# start of RECORDS FOR PROCESSING

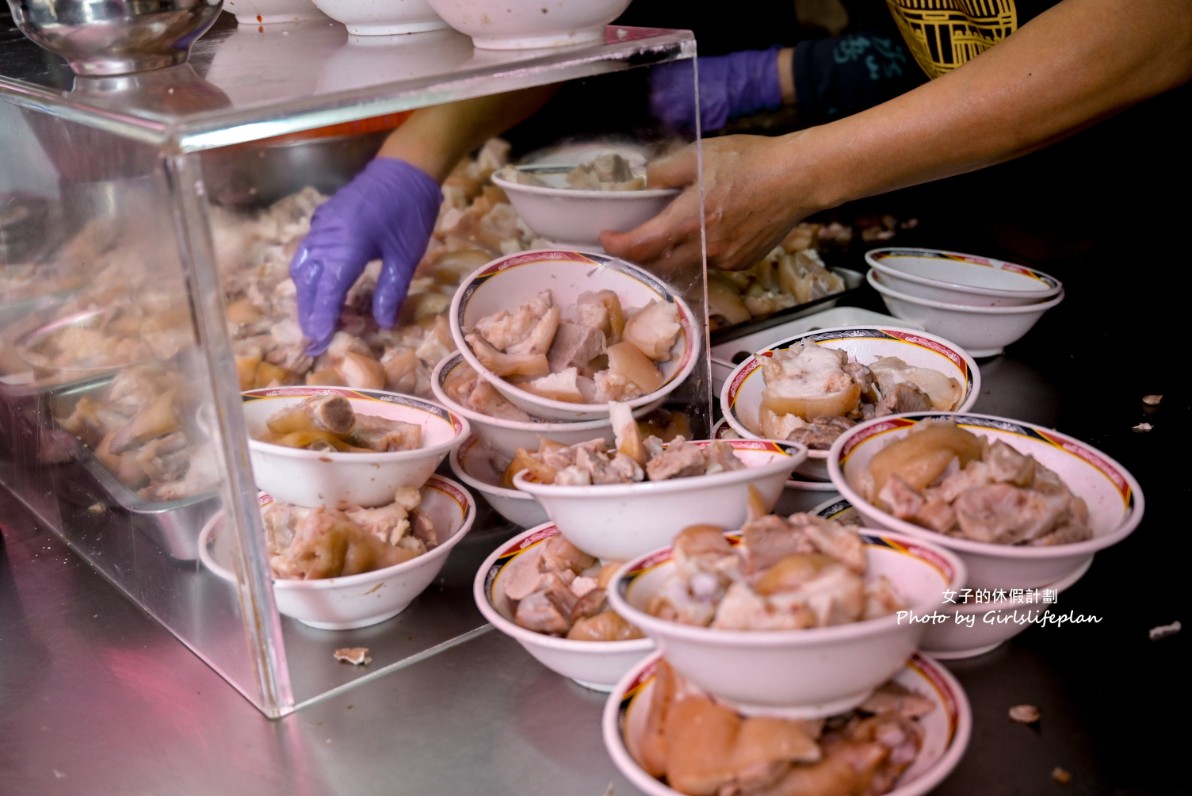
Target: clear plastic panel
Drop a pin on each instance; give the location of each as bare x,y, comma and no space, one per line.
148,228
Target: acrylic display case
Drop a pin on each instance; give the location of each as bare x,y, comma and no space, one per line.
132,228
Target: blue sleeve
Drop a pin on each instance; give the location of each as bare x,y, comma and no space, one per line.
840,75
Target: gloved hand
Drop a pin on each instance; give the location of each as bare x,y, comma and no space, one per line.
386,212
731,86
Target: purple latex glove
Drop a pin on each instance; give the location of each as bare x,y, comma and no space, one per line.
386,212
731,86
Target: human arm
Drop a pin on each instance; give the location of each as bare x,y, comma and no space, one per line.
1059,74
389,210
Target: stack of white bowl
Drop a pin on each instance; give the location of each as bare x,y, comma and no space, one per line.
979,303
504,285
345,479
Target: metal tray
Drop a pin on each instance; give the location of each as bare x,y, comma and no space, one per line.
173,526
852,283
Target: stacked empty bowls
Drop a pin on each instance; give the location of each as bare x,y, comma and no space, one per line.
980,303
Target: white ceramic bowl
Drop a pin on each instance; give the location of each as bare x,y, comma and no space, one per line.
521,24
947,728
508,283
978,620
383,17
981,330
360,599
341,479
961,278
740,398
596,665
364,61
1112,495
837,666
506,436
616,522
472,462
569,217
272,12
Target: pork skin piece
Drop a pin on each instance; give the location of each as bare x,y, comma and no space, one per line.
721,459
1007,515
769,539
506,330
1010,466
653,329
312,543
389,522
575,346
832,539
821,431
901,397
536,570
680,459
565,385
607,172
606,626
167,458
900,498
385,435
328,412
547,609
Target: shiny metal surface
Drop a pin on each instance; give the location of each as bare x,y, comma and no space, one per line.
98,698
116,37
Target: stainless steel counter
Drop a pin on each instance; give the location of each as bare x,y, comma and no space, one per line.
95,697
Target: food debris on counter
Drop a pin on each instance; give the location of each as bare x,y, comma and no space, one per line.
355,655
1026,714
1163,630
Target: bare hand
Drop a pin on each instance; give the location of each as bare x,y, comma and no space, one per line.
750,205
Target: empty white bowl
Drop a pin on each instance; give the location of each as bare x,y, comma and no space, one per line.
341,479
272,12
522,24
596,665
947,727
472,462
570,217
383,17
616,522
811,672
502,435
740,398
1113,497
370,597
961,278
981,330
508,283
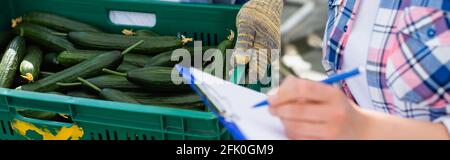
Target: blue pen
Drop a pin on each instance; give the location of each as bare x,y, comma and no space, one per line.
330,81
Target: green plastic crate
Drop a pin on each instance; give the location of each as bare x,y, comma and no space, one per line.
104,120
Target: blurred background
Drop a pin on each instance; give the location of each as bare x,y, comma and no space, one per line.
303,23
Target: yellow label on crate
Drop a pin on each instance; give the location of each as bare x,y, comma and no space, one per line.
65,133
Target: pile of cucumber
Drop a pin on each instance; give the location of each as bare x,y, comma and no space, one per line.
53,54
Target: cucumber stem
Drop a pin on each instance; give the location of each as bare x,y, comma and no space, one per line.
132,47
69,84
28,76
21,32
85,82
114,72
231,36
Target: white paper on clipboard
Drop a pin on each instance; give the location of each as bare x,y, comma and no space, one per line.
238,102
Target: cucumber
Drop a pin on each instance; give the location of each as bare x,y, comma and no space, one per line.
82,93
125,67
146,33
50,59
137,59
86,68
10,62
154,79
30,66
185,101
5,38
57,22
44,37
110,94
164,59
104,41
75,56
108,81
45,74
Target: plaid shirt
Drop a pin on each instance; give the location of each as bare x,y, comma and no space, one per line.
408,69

# end of RECORDS FOR PROCESSING
# start of RECORDS FOR PROCESSING

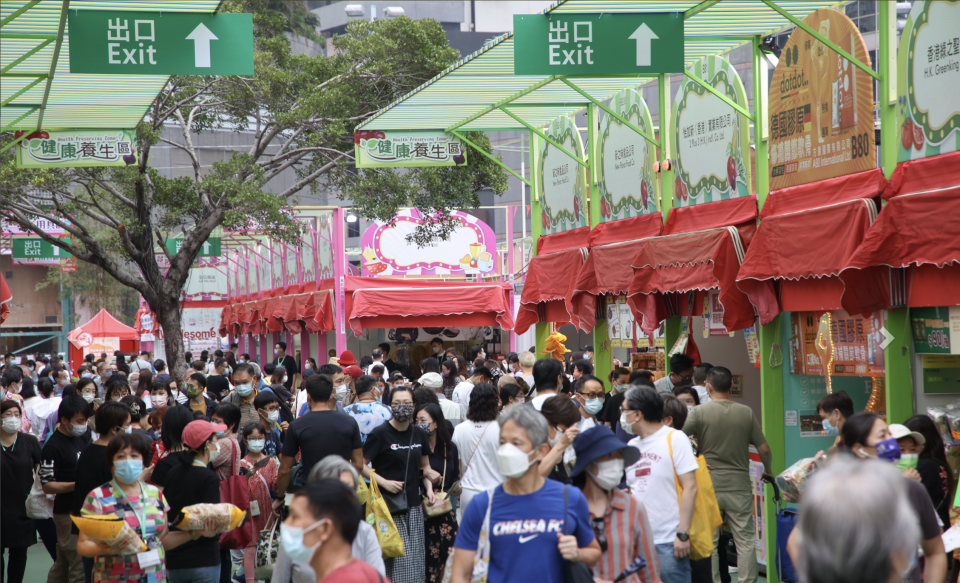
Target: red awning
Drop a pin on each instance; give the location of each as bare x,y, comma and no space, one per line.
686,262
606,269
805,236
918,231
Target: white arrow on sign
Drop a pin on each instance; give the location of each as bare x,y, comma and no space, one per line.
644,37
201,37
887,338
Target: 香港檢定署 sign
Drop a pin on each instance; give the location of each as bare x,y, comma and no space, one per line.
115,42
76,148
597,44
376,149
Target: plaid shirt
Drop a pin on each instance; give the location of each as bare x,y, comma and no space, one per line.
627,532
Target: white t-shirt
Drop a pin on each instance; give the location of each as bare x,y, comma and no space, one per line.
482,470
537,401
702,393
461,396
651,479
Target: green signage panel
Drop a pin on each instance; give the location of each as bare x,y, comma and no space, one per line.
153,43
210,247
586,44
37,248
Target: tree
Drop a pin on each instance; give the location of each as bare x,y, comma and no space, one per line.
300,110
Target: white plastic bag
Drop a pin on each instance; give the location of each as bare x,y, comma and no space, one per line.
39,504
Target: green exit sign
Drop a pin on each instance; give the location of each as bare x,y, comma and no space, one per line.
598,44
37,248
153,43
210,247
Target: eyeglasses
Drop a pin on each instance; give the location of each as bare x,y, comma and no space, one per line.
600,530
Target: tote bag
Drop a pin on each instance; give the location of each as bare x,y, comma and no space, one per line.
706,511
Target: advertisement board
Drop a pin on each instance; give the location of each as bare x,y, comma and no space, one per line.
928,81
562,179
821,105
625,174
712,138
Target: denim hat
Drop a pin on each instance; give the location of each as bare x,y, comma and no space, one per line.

# end of RECORDS FOR PROCESSING

PROBLEM TO WORK ON: Identify every line of the material above that contains the string "empty", treating uppercase and lowercase as different, and copy each of those lines.

CORRECT RESPONSE:
Target: stacked empty bowls
Target: empty white bowl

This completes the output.